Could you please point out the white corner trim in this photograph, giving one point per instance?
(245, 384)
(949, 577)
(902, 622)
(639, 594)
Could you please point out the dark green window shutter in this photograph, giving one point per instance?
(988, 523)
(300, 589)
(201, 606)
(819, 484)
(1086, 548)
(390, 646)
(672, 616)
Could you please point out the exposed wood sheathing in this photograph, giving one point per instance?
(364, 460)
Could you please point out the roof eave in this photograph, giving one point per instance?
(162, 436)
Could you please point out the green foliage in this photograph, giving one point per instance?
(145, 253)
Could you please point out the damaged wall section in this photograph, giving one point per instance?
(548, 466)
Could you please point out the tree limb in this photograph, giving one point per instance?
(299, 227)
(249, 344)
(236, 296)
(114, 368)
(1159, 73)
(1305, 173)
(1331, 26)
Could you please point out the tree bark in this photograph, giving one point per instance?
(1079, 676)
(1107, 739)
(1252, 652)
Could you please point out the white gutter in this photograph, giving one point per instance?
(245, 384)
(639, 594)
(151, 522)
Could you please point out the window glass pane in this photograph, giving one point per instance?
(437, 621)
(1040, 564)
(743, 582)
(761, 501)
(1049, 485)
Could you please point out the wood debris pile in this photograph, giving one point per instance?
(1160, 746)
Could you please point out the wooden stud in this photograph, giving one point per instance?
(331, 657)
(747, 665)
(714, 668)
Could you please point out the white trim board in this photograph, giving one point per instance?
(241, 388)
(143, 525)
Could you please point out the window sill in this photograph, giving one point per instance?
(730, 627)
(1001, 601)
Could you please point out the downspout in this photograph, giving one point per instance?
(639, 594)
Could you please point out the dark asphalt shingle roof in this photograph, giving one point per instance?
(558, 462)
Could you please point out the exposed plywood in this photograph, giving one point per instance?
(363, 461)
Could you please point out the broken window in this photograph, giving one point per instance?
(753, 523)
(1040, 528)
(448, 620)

**What this task involves:** The reply must consist solely of the lines from the one containing "Could you please point out the broken" through the last line in the material above, reproduced exactly.

**Response:**
Could you please point out the broken window in this photograph, giving one point per instance?
(753, 523)
(1040, 528)
(448, 620)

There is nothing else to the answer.